- **Selected extract**:
++++

[OccupyComms] Fwd: The year of occupation

Mark Barrett marknbarrett at googlemail.com
Thu May 10 07:16:43 GMT 2012


 this may be of interest


 4 May 2012
[image: Le Monde diplomatique] <http://mondediplo.com/>
 What happened to the global anger?
The year of occupation <http://mondediplo.com/2012/05/12ows>
by Raphaël Kempf
It began when angry Spaniards took over a square in Madrid and experimented
with the democracy that had been taken away from them. In New York, it was
a park; in London, the churchyard of St Paul's Cathedral

It's now a year since thousands of angry Spaniards filled the square at
Puerta del Sol in Madrid on 15 May. Carlos Paredes helped organise that
initial demonstration, as spokesman for the *¡Democracia real YA!* (Real
Democracy Now) movement, started a few months earlier around proposals
including the removal of politicians' privileges and implementing the
"right to housing" law and electoral reforms.

++++

- **Required task 1**:
Say whether each statement agrees with the forwarded article. Answer yes or no and quote the deciding words.
(a) The crowd filled the square at Puerta del Sol on 15 May.
(b) In London, the occupation took place in a park.
(c) The movement's proposals included removing politicians' privileges.

++++

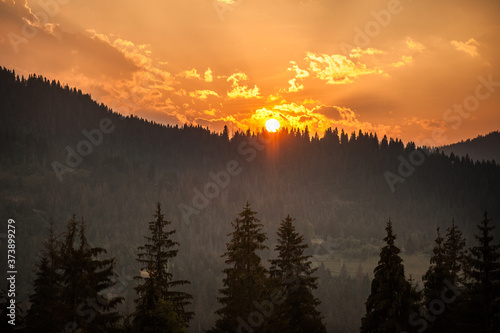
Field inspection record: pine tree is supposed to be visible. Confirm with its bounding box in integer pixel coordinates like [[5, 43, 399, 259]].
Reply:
[[269, 215, 326, 333], [361, 220, 419, 333], [214, 202, 269, 332], [422, 224, 456, 332], [461, 212, 500, 333], [443, 219, 467, 284], [26, 221, 65, 332], [133, 203, 194, 332], [60, 215, 123, 332]]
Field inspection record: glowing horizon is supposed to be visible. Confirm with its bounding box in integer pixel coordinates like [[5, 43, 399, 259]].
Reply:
[[0, 0, 500, 146]]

++++

- **Required task 2**: Please quote both field inspection records word for word, leaving the pictures out.

- **Exercise response 1**:
(a) Yes: "filled the square at Puerta del Sol in Madrid on 15 May"
(b) No: "in London, the churchyard of St Paul's Cathedral"
(c) Yes: "including the removal of politicians' privileges"

- **Exercise response 2**:
Field inspection record: pine tree is supposed to be visible. Confirm with its bounding box in integer pixel coordinates like [[5, 43, 399, 259]].
Reply:
[[269, 215, 326, 333], [361, 220, 419, 333], [214, 202, 269, 332], [422, 224, 456, 332], [461, 212, 500, 333], [443, 219, 467, 284], [26, 221, 65, 332], [133, 203, 194, 332], [60, 215, 123, 332]]
Field inspection record: glowing horizon is supposed to be visible. Confirm with its bounding box in integer pixel coordinates like [[5, 43, 399, 259]].
Reply:
[[0, 0, 500, 146]]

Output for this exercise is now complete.